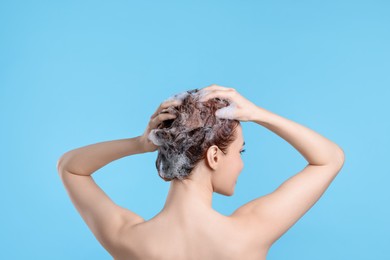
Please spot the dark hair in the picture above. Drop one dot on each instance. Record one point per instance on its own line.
(184, 140)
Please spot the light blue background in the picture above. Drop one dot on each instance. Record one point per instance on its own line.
(73, 73)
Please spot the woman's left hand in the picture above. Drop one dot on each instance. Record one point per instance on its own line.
(158, 117)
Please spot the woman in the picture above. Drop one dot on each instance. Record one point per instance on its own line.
(199, 139)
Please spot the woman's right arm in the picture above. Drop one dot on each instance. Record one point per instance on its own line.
(315, 148)
(268, 217)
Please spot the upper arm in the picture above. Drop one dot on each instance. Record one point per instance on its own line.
(105, 219)
(272, 215)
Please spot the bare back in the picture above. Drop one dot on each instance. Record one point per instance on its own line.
(213, 237)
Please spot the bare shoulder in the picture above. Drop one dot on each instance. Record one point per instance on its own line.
(270, 216)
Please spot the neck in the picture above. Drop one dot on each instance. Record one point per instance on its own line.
(190, 195)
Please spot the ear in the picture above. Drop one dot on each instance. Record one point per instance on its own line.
(213, 157)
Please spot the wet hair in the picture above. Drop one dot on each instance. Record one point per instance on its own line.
(183, 141)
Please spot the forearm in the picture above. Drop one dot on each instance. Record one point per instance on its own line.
(315, 148)
(88, 159)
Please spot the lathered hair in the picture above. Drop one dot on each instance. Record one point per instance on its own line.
(184, 140)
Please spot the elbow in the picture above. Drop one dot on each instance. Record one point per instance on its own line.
(340, 157)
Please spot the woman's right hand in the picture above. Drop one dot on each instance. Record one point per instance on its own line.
(240, 108)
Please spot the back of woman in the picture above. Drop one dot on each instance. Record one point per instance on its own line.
(212, 237)
(199, 139)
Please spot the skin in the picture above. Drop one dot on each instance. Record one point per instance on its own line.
(187, 227)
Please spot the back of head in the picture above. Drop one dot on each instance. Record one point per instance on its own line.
(184, 141)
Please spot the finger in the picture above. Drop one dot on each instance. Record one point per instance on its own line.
(222, 93)
(160, 118)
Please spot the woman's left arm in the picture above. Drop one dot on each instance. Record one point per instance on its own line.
(107, 221)
(88, 159)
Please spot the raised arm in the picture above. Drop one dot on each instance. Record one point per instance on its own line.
(107, 221)
(270, 216)
(275, 213)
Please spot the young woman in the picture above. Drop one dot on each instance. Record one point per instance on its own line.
(198, 135)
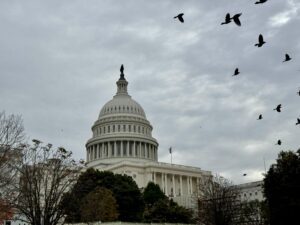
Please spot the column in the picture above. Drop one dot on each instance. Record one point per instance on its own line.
(133, 149)
(162, 182)
(109, 149)
(181, 190)
(87, 155)
(115, 147)
(166, 184)
(127, 149)
(188, 184)
(174, 190)
(100, 150)
(140, 150)
(121, 143)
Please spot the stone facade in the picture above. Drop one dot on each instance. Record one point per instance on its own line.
(122, 142)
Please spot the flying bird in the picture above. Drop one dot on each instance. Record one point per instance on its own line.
(236, 19)
(236, 72)
(260, 1)
(278, 108)
(260, 41)
(227, 19)
(180, 17)
(278, 142)
(287, 58)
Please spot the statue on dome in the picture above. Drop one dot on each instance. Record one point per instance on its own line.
(122, 72)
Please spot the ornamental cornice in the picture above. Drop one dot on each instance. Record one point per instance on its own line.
(98, 140)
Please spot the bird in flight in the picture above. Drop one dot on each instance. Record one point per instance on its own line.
(236, 72)
(287, 58)
(227, 19)
(261, 1)
(235, 19)
(260, 41)
(278, 108)
(180, 17)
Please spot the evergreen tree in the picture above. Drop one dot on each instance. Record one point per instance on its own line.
(281, 188)
(128, 196)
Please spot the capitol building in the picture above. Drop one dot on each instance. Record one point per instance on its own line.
(122, 143)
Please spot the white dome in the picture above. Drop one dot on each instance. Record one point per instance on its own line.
(122, 104)
(121, 132)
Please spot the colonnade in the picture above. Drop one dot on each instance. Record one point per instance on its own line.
(175, 185)
(112, 149)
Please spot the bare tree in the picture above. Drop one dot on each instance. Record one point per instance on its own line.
(218, 202)
(44, 175)
(11, 136)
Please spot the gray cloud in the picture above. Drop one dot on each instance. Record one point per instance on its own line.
(59, 62)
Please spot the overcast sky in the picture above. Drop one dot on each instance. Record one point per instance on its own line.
(59, 61)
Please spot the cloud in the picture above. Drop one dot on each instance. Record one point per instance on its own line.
(59, 63)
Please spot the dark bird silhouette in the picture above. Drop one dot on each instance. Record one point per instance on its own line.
(236, 72)
(287, 58)
(260, 41)
(278, 108)
(122, 69)
(180, 17)
(278, 142)
(261, 1)
(227, 19)
(236, 19)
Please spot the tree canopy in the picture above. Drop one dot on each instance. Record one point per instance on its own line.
(281, 188)
(152, 193)
(99, 205)
(160, 209)
(128, 196)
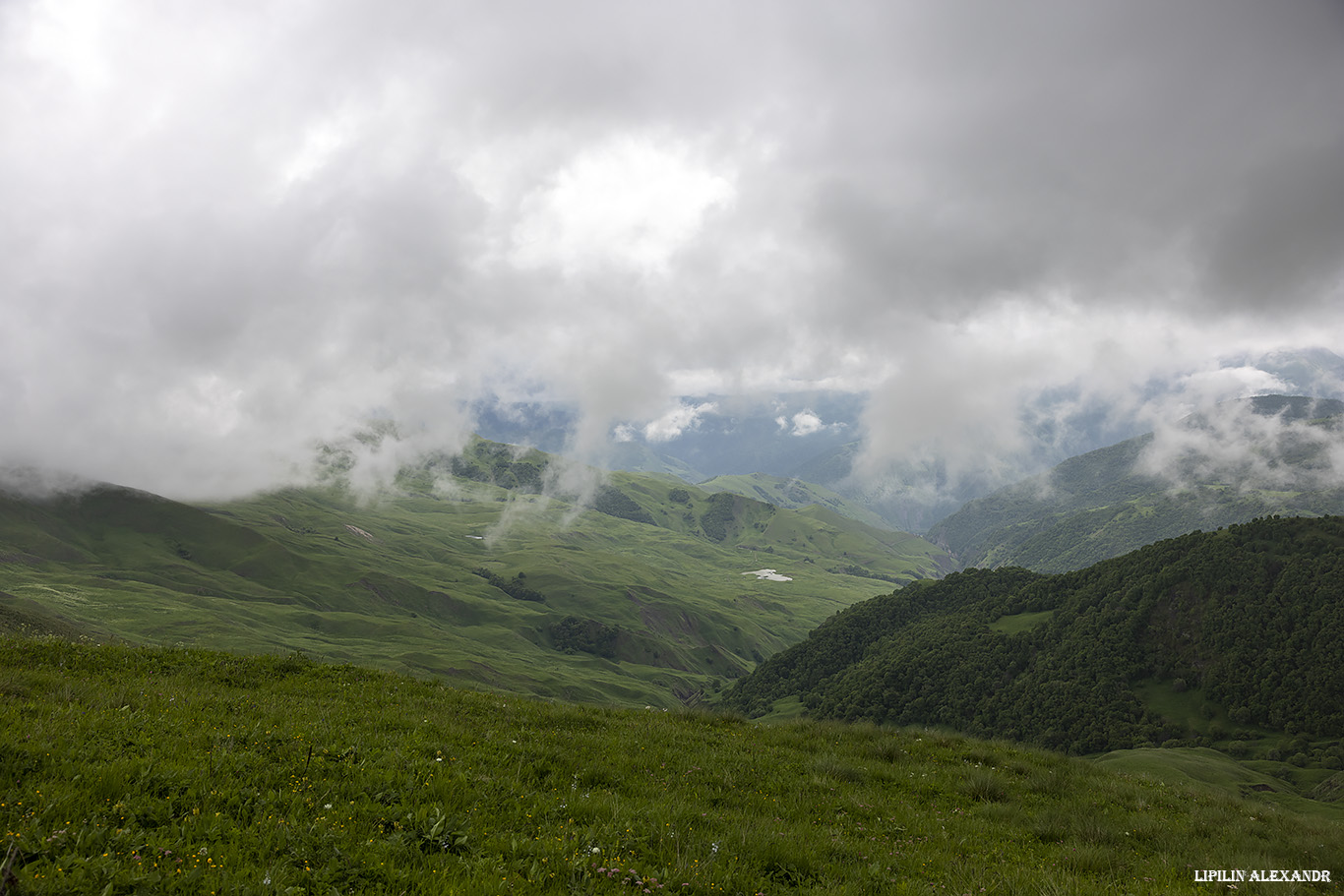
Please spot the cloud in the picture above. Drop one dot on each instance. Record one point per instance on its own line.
(804, 423)
(678, 421)
(237, 232)
(1244, 447)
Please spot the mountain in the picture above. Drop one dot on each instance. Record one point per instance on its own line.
(816, 436)
(186, 771)
(485, 568)
(793, 495)
(1229, 638)
(1258, 457)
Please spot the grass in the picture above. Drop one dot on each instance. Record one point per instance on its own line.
(392, 582)
(1021, 621)
(187, 771)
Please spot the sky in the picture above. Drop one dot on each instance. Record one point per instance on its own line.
(234, 231)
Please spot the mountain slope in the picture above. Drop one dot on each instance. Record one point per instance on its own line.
(1117, 499)
(476, 568)
(191, 771)
(792, 495)
(1245, 624)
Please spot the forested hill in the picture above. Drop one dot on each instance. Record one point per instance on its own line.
(1245, 624)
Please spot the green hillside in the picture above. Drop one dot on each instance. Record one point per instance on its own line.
(1101, 504)
(1230, 639)
(477, 568)
(188, 771)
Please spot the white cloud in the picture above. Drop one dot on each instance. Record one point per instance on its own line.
(678, 421)
(238, 230)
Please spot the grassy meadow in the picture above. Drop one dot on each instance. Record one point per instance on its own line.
(652, 612)
(129, 770)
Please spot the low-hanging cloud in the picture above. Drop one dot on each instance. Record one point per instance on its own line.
(235, 234)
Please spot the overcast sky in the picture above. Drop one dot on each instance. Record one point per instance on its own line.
(231, 230)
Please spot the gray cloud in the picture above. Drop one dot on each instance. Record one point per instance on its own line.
(234, 232)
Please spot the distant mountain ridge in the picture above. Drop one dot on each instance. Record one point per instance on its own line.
(480, 567)
(1113, 500)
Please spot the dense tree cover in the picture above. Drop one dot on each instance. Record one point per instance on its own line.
(719, 516)
(513, 587)
(586, 635)
(616, 503)
(1252, 614)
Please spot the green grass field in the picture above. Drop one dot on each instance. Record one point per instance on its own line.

### What you should do
Copy out each line word for word, please, skipping the images.

### Written answer
Please spot the dark hair in the picture above. Drop one dot on each instance. Record one point per instance on its own line.
(184, 140)
Please spot the light blue background in the picture above. Drop one dot on each instance. Record one point per instance on its own line.
(73, 73)
Please spot the woman's left hand in the picture above. Drop one dot on each instance. Record one point per instance on its own line.
(158, 117)
Please spot the woman in the picture above. Drop one dot on each instance. Record one point per instance on its own line.
(199, 139)
Please spot the woman's right arm in the picture above. Drop one dot on each instance. Record one point per instance on its own line.
(315, 148)
(268, 217)
Please spot the upper arm in the picture above. Drop one dot on each instance. Record one point per instance on its own line.
(105, 219)
(272, 215)
Please spot the bare back in the picture above. Drop one dot on each instance. Record one point per instance on its own line.
(213, 237)
Please spot the bare shoulder in the picture above. Drop one dot on each instance. Record one point per instance on its own line.
(270, 216)
Please spot the neck in the picture above. Drop one dot on each instance. Record one point per instance on its own line.
(190, 195)
Please spot the ear in the picture above. Drop one dot on each instance. Record one point per instance on its own line.
(213, 157)
Please spot the wet hair in the picture above. Drop one dot on each instance. Record one point per instance on its own line.
(183, 141)
Please spot the forearm in the picture above. Drop one dot on each instance. Record one point per instance on its own line.
(315, 148)
(88, 159)
Please spot the lathered hair in the picture above. Drop one dot on each instance. Record one point per instance on its own line.
(184, 140)
Please spot the elbow in the picture above. Drop one dot on each instance. Record one point per instance on its own line.
(340, 157)
Please spot the woman's right hand in the picture above. Drop one dot on each instance. Record one point per instance on its own line.
(240, 108)
Please spot the back of woman in the picture above. Drop one dot on each instance. Record one point per instance on its own line.
(212, 237)
(199, 139)
Please spot the skin in the picture above. Drop one dot on each instance. Record one point per instance on its own line.
(187, 227)
Please spot the back of head in the picture above. Drop one dot on each instance. Record one point per instance on its own line.
(184, 141)
Please spot the finger in the picture above. Drop one dot on each instance. Record one point per instance on its own line.
(222, 93)
(160, 118)
Please spot the woman's left arm in the picture above. Drop one dot on each instance. Record one point per instance on its own line.
(107, 221)
(88, 159)
Please spot the raised arm in the picture above. Drop one dot on each instance. Record one point per instance on its own line.
(107, 221)
(270, 216)
(275, 213)
Please spot the young woman in the picture above. Drop one dot on each instance. Record one point per instance on its own line.
(198, 135)
Please spot the column in the picture above. Drop one dot on each instance. Record one point per instance on its own line.
(133, 149)
(162, 182)
(109, 149)
(181, 190)
(87, 155)
(115, 147)
(166, 184)
(127, 149)
(188, 184)
(174, 190)
(100, 150)
(140, 150)
(121, 143)
Please spot the stone facade in the picture above. Drop one dot on each instance. Record one point per instance on its own line.
(122, 142)
Please spot the flying bird in the picture above. Drop one dot on each instance. Record one point per instance on its own line.
(236, 19)
(236, 72)
(260, 1)
(278, 108)
(260, 41)
(227, 19)
(180, 17)
(278, 142)
(287, 58)
Please spot the statue on dome in the picture above. Drop one dot on each instance. Record one point per instance on its own line.
(122, 72)
Please spot the ornamental cornice in the picture above. Drop one dot on each instance. Record one point per instance on its own line.
(98, 140)
Please spot the bird in flight in the picture above. Drop one dot on each instance. Record one point per instance on its own line.
(236, 72)
(287, 58)
(227, 19)
(261, 1)
(235, 19)
(260, 41)
(278, 108)
(180, 17)
Please spot the evergreen tree in the picture above. Drop one dot on each instance. Record one point per instance on its own line.
(281, 188)
(128, 196)
Please spot the capitol building in the picture above. Drop one dot on each instance. Record one point per instance on its own line.
(122, 143)
Please spot the white dome in the picture above. Drop one dot on each instance. Record one point per instance on its own line.
(122, 104)
(121, 132)
Please spot the colonnade in the picture above. Drop one dot on each instance. Record one point per instance on its own line.
(175, 185)
(112, 149)
Please spot the bare tree in the picture above. Drop one dot on each instance. Record one point per instance on its own line.
(218, 202)
(44, 175)
(11, 136)
Please spot the gray cloud in the picture above. Drop one dot on each instance. Record one point per instance on its own line.
(59, 62)
Please spot the overcast sky in the picture above. Drop one dot on each instance. Record one point per instance on its own line.
(59, 61)
Please spot the cloud in the picture above. Drop one dot on each instance. Record one point per instance on its own line.
(59, 63)
Please spot the dark bird silhouette in the picture above. Drop one dot on each instance. Record one point per instance on its own line.
(236, 72)
(287, 58)
(260, 41)
(278, 108)
(122, 69)
(180, 17)
(278, 142)
(261, 1)
(227, 19)
(236, 19)
Please spot the tree canopy in the picture above. Drop one dot on each instance. Record one point per instance on its own line.
(281, 188)
(152, 193)
(99, 205)
(160, 209)
(128, 196)
Please spot the cloud in the picture above. Drop one dot on each instance. Record one point per instance on its own line.
(804, 423)
(678, 421)
(237, 232)
(1244, 447)
Please spot the mountain in the picture above. Drop one dot on each instance. Record one point per instance on its own line.
(816, 436)
(186, 771)
(485, 568)
(793, 495)
(1229, 638)
(1258, 457)
Please spot the grass in the picture above. Drop one dot on each instance. Record one point per instance on its own line.
(392, 582)
(1021, 621)
(187, 771)
Please spot the sky in the picture above. Drop one dot on each instance. Record one point per instance on its own line.
(234, 231)
Please spot the mountain slope in the picture above. Drop one dot on each instance. Record one point per instance on its own line.
(1117, 499)
(476, 568)
(191, 771)
(792, 495)
(1245, 624)
Please spot the forested hill in the picture above. Drop one dot on each instance. Record one point per instance on its own line.
(1245, 624)
Please spot the green hillside in the picture above. Drop one dot on each instance. Record one point per instance on its own line.
(1101, 504)
(1230, 639)
(477, 568)
(188, 771)
Please spot the white cloud in the picture above. Drop one dot on each instance. Record one point per instance on its own line.
(678, 421)
(238, 230)
Please spot the grassy meadow in the picture above. Drop one dot on each instance. Record one point per instance on its own line.
(652, 612)
(129, 770)
Please spot the low-hanging cloud in the picture above. Drop one dot on each instance. Record one point per instance on its own line.
(235, 234)
Please spot the overcast sky in the picture above. Drop one dot on each instance. Record one point per instance on its own line.
(231, 230)
Please spot the gray cloud in the picture above. Drop one dot on each instance. Record one point per instance on its own line.
(234, 232)
Please spot the distant mountain ridge in the picture above. Drop one dot on each instance. Record one point per instance on its own line.
(480, 567)
(1113, 500)
Please spot the dense tree cover in the picture above. Drop one dot on each instance. Record one point per instance on its own line.
(719, 516)
(513, 587)
(586, 635)
(616, 503)
(1252, 614)
Please spot the green grass field in the picture above. Drop one dot on each instance. Record one point per instance on its own line.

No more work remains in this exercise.